## start Provided data

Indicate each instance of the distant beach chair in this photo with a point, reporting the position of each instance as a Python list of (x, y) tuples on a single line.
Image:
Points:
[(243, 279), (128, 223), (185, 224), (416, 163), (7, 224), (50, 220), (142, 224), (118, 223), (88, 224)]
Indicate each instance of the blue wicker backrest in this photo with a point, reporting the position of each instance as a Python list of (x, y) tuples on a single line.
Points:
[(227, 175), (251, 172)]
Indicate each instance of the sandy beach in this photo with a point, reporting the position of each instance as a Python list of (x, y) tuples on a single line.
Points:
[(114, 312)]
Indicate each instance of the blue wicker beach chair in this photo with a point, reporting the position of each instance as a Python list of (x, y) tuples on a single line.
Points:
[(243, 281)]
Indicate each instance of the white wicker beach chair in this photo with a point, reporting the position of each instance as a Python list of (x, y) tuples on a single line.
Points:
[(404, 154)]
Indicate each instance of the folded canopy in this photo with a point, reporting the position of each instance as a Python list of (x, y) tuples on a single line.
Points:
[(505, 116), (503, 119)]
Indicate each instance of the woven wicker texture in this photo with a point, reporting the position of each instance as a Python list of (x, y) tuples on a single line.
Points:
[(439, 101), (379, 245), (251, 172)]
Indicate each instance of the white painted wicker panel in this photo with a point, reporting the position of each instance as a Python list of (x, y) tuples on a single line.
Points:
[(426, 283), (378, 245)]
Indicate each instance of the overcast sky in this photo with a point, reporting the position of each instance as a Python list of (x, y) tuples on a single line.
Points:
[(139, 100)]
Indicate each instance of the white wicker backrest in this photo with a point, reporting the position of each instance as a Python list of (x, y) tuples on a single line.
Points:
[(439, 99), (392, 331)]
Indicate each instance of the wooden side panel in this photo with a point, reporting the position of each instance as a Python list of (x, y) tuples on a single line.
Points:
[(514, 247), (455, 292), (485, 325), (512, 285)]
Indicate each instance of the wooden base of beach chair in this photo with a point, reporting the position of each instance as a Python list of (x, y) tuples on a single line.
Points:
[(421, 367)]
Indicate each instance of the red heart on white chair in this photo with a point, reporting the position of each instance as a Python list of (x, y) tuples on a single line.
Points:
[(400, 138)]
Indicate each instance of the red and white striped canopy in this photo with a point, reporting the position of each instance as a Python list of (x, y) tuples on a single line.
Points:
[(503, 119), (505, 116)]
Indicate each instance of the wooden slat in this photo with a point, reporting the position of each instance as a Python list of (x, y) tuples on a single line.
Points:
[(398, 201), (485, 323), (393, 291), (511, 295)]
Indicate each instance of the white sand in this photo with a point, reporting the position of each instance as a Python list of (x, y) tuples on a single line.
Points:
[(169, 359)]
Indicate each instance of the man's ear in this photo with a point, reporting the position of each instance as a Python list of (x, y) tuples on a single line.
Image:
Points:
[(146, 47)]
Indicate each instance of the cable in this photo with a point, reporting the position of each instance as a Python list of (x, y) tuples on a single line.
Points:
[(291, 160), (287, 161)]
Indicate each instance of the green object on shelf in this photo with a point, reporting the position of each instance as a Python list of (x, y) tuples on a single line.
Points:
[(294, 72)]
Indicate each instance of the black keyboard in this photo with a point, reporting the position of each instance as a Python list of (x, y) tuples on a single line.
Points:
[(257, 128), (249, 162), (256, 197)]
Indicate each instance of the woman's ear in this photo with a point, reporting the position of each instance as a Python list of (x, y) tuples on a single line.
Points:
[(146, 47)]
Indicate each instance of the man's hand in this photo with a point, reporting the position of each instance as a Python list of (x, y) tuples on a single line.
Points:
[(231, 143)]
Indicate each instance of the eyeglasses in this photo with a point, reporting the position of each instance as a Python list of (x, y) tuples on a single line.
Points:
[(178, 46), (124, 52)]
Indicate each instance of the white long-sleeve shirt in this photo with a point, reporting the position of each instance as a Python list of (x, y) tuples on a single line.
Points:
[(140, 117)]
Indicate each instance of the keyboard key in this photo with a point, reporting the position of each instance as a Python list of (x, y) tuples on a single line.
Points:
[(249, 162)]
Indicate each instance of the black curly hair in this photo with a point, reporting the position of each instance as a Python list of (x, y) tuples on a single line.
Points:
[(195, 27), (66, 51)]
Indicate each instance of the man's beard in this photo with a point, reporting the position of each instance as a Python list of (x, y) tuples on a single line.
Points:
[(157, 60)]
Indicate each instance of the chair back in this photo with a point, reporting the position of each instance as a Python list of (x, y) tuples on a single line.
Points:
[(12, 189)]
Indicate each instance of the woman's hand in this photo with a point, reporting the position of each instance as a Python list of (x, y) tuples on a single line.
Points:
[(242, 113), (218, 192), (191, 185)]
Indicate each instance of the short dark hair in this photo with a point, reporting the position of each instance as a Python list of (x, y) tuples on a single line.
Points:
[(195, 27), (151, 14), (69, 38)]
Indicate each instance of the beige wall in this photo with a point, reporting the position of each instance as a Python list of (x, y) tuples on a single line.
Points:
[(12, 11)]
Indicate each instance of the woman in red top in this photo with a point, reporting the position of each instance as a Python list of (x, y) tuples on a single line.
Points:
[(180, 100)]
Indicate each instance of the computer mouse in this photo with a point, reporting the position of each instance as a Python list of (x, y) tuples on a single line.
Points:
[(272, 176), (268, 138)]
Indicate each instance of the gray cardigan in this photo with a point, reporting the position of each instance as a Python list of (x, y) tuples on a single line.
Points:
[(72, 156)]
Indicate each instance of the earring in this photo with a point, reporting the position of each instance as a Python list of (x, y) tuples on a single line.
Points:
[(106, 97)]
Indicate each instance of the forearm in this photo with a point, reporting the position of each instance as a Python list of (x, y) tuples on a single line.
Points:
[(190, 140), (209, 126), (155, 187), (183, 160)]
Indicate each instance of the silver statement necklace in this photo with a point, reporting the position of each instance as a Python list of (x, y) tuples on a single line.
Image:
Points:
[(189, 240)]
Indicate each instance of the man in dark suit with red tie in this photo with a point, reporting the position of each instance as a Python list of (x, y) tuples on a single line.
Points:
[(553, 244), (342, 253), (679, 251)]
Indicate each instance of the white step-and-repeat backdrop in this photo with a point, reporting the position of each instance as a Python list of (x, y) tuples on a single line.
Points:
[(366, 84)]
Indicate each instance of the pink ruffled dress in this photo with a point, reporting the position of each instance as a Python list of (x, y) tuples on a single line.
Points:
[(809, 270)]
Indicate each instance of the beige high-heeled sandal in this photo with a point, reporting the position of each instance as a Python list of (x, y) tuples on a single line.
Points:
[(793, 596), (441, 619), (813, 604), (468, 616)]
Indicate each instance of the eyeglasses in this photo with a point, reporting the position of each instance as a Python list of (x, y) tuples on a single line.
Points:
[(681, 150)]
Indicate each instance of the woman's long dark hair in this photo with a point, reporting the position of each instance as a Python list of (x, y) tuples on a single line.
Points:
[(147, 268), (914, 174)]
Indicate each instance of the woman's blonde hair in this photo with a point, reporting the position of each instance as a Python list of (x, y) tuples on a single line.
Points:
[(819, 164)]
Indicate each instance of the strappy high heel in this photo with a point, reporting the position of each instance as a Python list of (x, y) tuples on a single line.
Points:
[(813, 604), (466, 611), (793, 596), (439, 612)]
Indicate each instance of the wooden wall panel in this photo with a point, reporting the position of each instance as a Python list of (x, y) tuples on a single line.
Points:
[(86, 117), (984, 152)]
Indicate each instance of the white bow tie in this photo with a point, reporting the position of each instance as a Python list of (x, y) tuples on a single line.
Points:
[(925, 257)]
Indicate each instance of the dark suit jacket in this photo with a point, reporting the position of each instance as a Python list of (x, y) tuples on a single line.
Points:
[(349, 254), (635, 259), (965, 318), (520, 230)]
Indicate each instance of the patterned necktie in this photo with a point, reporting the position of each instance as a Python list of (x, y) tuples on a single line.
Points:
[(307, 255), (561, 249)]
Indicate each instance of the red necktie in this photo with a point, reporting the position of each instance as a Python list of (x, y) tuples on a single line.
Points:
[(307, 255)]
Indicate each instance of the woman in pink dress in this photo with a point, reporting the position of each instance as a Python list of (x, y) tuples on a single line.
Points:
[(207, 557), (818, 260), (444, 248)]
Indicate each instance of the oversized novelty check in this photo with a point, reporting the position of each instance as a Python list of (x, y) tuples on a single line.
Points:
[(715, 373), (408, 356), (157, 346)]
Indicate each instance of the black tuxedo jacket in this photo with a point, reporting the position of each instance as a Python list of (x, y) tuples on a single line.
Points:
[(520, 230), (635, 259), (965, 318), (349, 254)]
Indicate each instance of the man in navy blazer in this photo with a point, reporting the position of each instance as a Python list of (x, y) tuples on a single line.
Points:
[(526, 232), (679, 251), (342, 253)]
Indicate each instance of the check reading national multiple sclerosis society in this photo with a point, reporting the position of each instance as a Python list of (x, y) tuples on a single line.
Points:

## end Provided data

• **Exercise objective**:
Can you copy out, word for word, the lines of the entries starting with the line containing "Indicate each instance of the strappy" and going on through the line containing "[(813, 604), (466, 611), (793, 596), (439, 612)]"?

• **Correct output**:
Indicate each instance of the strappy high heel in this photo with a point, reporting the position of each instance as a Python list of (x, y) tuples on a single line.
Points:
[(813, 604), (466, 611), (793, 596), (439, 612)]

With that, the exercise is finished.